◆ **Task inputs**:
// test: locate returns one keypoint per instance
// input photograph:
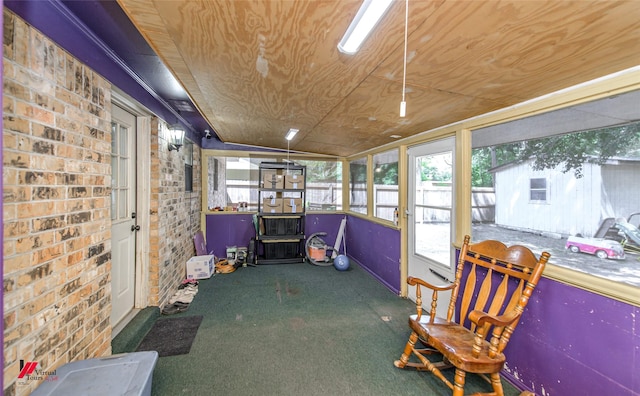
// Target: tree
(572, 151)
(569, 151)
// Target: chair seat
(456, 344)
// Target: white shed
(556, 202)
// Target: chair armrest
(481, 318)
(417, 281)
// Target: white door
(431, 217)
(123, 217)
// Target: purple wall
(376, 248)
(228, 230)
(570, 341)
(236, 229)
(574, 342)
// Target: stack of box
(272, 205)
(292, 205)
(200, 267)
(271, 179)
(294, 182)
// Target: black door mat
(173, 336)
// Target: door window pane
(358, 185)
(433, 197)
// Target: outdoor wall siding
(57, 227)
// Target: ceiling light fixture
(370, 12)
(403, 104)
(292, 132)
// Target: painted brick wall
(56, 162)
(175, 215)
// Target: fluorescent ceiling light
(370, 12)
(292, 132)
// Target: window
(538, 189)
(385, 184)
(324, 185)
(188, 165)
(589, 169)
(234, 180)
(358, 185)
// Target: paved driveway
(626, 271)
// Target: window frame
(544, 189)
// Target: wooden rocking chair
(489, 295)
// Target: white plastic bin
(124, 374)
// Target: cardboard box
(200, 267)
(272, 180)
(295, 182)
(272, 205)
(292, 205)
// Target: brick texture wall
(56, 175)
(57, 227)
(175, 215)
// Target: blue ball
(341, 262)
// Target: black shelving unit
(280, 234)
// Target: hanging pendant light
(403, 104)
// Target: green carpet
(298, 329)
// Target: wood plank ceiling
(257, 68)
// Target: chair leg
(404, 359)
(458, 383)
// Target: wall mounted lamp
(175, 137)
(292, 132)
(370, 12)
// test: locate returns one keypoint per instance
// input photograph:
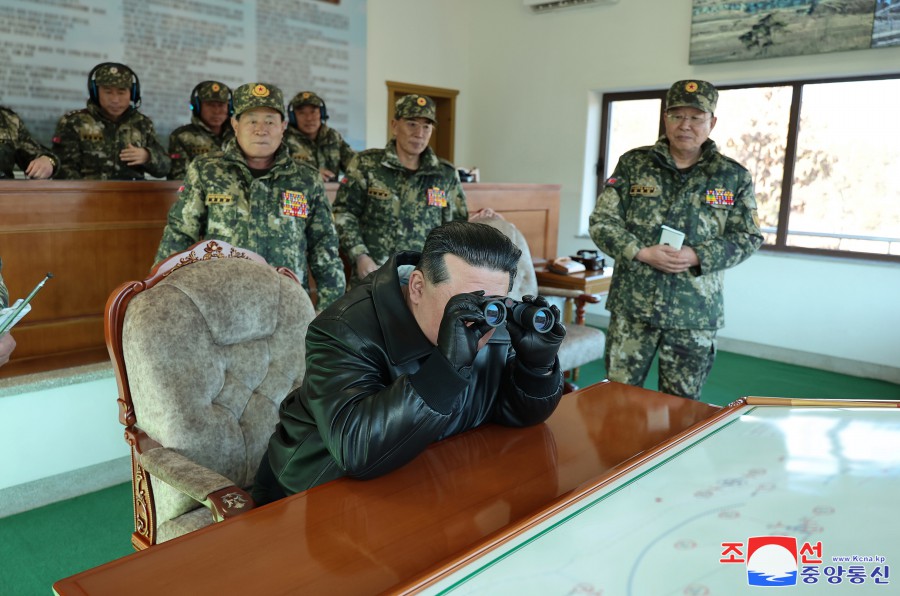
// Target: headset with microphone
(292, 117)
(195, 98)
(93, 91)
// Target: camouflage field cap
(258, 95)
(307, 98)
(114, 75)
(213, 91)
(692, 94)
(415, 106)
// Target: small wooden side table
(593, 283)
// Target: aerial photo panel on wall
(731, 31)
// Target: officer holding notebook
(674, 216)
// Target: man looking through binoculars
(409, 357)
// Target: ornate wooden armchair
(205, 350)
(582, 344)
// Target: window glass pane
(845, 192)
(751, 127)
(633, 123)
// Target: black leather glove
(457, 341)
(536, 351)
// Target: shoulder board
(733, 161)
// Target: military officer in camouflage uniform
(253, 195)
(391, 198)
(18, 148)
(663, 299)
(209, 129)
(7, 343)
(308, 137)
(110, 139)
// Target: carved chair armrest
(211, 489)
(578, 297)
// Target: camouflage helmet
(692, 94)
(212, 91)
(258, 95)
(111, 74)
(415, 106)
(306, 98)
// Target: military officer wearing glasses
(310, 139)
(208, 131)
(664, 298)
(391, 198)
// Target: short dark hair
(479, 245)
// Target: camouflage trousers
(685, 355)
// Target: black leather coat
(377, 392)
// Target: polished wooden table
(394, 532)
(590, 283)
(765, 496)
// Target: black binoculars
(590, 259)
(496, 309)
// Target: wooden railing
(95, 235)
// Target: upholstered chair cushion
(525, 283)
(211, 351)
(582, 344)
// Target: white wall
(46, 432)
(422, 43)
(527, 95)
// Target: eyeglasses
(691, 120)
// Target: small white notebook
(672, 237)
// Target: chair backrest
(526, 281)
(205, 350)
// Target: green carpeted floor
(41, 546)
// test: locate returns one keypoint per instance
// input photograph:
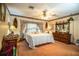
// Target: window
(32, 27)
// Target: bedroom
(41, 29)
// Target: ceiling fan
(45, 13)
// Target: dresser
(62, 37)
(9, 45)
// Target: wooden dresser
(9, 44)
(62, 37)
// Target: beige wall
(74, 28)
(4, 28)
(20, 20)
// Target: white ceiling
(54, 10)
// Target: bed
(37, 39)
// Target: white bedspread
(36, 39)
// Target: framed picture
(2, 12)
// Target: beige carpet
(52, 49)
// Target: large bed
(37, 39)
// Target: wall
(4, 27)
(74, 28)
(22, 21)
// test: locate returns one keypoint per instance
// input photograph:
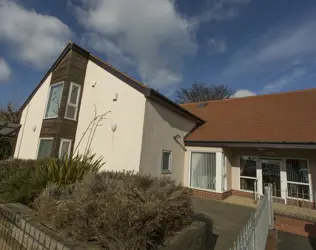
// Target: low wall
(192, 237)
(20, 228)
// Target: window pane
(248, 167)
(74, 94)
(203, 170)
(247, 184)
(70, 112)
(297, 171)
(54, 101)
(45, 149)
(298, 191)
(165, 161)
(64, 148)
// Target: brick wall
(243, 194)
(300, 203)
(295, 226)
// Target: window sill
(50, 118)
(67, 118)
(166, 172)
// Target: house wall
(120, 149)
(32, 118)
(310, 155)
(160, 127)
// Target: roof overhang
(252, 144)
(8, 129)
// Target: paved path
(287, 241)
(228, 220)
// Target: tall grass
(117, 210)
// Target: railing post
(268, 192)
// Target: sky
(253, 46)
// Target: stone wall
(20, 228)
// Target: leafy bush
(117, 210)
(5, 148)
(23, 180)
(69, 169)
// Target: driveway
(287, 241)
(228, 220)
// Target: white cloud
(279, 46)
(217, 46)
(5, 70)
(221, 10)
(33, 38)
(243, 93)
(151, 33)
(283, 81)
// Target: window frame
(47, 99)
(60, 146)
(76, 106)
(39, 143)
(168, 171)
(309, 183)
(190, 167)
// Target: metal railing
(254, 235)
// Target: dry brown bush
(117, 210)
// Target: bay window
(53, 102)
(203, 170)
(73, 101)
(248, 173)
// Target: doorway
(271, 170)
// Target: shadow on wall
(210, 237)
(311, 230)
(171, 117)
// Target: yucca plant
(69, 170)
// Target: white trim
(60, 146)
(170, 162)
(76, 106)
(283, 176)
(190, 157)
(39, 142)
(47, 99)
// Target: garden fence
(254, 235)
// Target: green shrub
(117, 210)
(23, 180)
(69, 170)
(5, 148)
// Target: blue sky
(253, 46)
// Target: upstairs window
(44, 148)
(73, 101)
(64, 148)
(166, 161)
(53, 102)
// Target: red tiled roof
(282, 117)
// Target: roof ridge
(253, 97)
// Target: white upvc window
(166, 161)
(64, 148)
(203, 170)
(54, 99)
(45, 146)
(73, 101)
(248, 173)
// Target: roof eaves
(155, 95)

◆ **Work to complete**: Give every line of the rows above as a numbered list, skipping blank lines and leaving the pictures out.

◆ **Correct result**:
1. // test: locate returns one keypoint per instance
2. // input photograph:
3. // Target: tree
4. (572, 151)
5. (569, 151)
6. // Target: chair seat
7. (456, 344)
8. // Target: white shed
9. (556, 202)
10. // Target: chair armrest
11. (481, 318)
12. (417, 281)
13. // Target: white door
14. (431, 217)
15. (123, 217)
16. // Target: purple wall
17. (376, 248)
18. (228, 230)
19. (570, 341)
20. (236, 229)
21. (574, 342)
22. // Target: stack of box
23. (272, 205)
24. (292, 205)
25. (200, 267)
26. (271, 179)
27. (294, 182)
28. // Target: black door mat
29. (173, 336)
30. // Target: door window pane
31. (358, 185)
32. (433, 197)
33. // Target: outdoor wall siding
34. (57, 227)
35. // Target: ceiling light fixture
36. (370, 12)
37. (403, 104)
38. (292, 132)
39. // Target: painted brick wall
40. (56, 162)
41. (175, 215)
42. // Target: fluorescent ceiling light
43. (370, 12)
44. (292, 132)
45. // Target: window
46. (538, 189)
47. (385, 184)
48. (324, 185)
49. (188, 165)
50. (589, 169)
51. (234, 180)
52. (358, 185)
53. // Target: paved driveway
54. (626, 271)
55. // Target: window frame
56. (544, 189)
57. // Target: wooden rocking chair
58. (489, 295)
59. // Target: white plastic bin
60. (124, 374)
61. // Target: cardboard box
62. (200, 267)
63. (272, 180)
64. (295, 182)
65. (272, 205)
66. (292, 205)
67. // Target: brick texture wall
68. (56, 175)
69. (57, 227)
70. (175, 215)
71. // Target: blue ball
72. (341, 262)
73. // Target: black shelving unit
74. (280, 234)
75. // Target: hanging pendant light
76. (403, 104)
77. // Target: green carpet
78. (298, 329)
79. // Target: wood plank ceiling
80. (257, 68)
81. // Target: chair leg
82. (404, 359)
83. (458, 383)
84. // Target: wall mounted lamp
85. (175, 137)
86. (292, 132)
87. (370, 12)
88. // test: locate returns one keypoint per instance
89. // input photograph:
90. // Target: headset with microphone
91. (292, 117)
92. (195, 98)
93. (93, 91)
94. // Target: camouflage field cap
95. (258, 95)
96. (307, 98)
97. (114, 75)
98. (213, 91)
99. (692, 94)
100. (415, 106)
101. // Target: small wooden side table
102. (593, 283)
103. // Target: aerial photo panel on wall
104. (731, 31)
105. // Target: officer holding notebook
106. (674, 216)
107. // Target: man looking through binoculars
108. (409, 357)
109. // Target: ornate wooden armchair
110. (205, 350)
111. (582, 344)
112. // Target: window glass pane
113. (845, 192)
114. (751, 127)
115. (633, 123)
116. // Target: black leather glove
117. (457, 341)
118. (536, 351)
119. // Target: shoulder board
120. (733, 161)
121. // Target: military officer in camouflage uniform
122. (253, 195)
123. (391, 198)
124. (18, 148)
125. (663, 299)
126. (209, 129)
127. (7, 343)
128. (308, 137)
129. (110, 139)
130. // Target: carved chair armrest
131. (211, 489)
132. (578, 297)
133. // Target: camouflage helmet
134. (692, 94)
135. (212, 91)
136. (258, 95)
137. (111, 74)
138. (415, 106)
139. (306, 98)
140. // Target: military officer wearing glasses
141. (310, 139)
142. (208, 131)
143. (664, 298)
144. (391, 198)
145. // Target: short dark hair
146. (479, 245)
147. // Target: camouflage trousers
148. (685, 355)
149. // Target: black leather coat
150. (377, 392)
151. // Target: polished wooden table
152. (394, 532)
153. (590, 283)
154. (765, 496)
155. // Target: black binoculars
156. (590, 259)
157. (496, 309)
158. // Target: wooden railing
159. (95, 235)
160. // Target: upholstered chair cushion
161. (525, 283)
162. (211, 351)
163. (582, 344)
164. // Target: white wall
165. (46, 432)
166. (422, 43)
167. (527, 95)
168. // Target: eyeglasses
169. (691, 120)
170. // Target: small white notebook
171. (672, 237)
172. // Target: chair backrest
173. (526, 281)
174. (205, 350)
175. // Target: green carpeted floor
176. (41, 546)
177. // test: locate returns one keypoint per instance
178. // input photograph:
179. // Target: window
180. (32, 27)
181. // Target: bedroom
182. (41, 29)
183. // Target: ceiling fan
184. (45, 13)
185. // Target: dresser
186. (62, 37)
187. (9, 45)
188. // Target: wooden dresser
189. (9, 44)
190. (62, 37)
191. // Target: beige wall
192. (74, 28)
193. (4, 28)
194. (20, 20)
195. // Target: white ceiling
196. (54, 10)
197. // Target: bed
198. (37, 39)
199. // Target: white bedspread
200. (36, 39)
201. // Target: framed picture
202. (2, 12)
203. // Target: beige carpet
204. (52, 49)
205. // Target: large bed
206. (37, 39)
207. // Target: wall
208. (4, 27)
209. (74, 28)
210. (22, 21)
211. // test: locate returns one keypoint per instance
212. // input photograph:
213. // Target: low wall
214. (192, 237)
215. (20, 228)
216. // Target: window pane
217. (248, 167)
218. (74, 94)
219. (203, 170)
220. (247, 184)
221. (70, 112)
222. (297, 171)
223. (54, 101)
224. (45, 149)
225. (298, 191)
226. (165, 161)
227. (64, 148)
228. // Target: brick wall
229. (243, 194)
230. (300, 203)
231. (295, 226)
232. // Target: window sill
233. (50, 118)
234. (67, 118)
235. (166, 172)
236. // Target: house wall
237. (120, 149)
238. (32, 118)
239. (310, 155)
240. (160, 127)
241. // Target: roof overhang
242. (252, 144)
243. (8, 129)
244. // Target: paved path
245. (287, 241)
246. (228, 220)
247. // Target: tall grass
248. (117, 210)
249. // Target: railing post
250. (268, 192)
251. // Target: sky
252. (253, 46)
253. // Target: stone wall
254. (20, 228)
255. // Target: leafy bush
256. (117, 210)
257. (5, 148)
258. (23, 180)
259. (69, 169)
260. // Target: driveway
261. (287, 241)
262. (228, 220)
263. // Target: white cloud
264. (279, 46)
265. (217, 46)
266. (5, 70)
267. (221, 10)
268. (33, 38)
269. (243, 93)
270. (151, 33)
271. (283, 81)
272. // Target: window frame
273. (47, 99)
274. (60, 146)
275. (76, 106)
276. (39, 143)
277. (168, 171)
278. (309, 183)
279. (190, 167)
280. // Target: metal railing
281. (254, 235)
282. // Target: dry brown bush
283. (117, 210)
284. // Target: bay window
285. (53, 102)
286. (203, 170)
287. (73, 101)
288. (248, 173)
289. // Target: doorway
290. (271, 170)
291. // Target: shadow on wall
292. (210, 237)
293. (311, 230)
294. (171, 117)
295. // Target: yucca plant
296. (69, 170)
297. // Target: white trim
298. (60, 146)
299. (170, 162)
300. (76, 106)
301. (283, 176)
302. (190, 157)
303. (39, 142)
304. (47, 99)
305. // Target: garden fence
306. (254, 235)
307. // Target: green shrub
308. (117, 210)
309. (23, 180)
310. (69, 170)
311. (5, 148)
312. // Target: blue sky
313. (253, 46)
314. // Target: upstairs window
315. (44, 148)
316. (73, 101)
317. (64, 148)
318. (166, 161)
319. (53, 102)
320. // Target: red tiled roof
321. (282, 117)
322. // Target: roof ridge
323. (253, 97)
324. // Target: white upvc window
325. (166, 161)
326. (64, 148)
327. (203, 170)
328. (54, 99)
329. (45, 146)
330. (73, 101)
331. (248, 173)
332. // Target: roof eaves
333. (155, 95)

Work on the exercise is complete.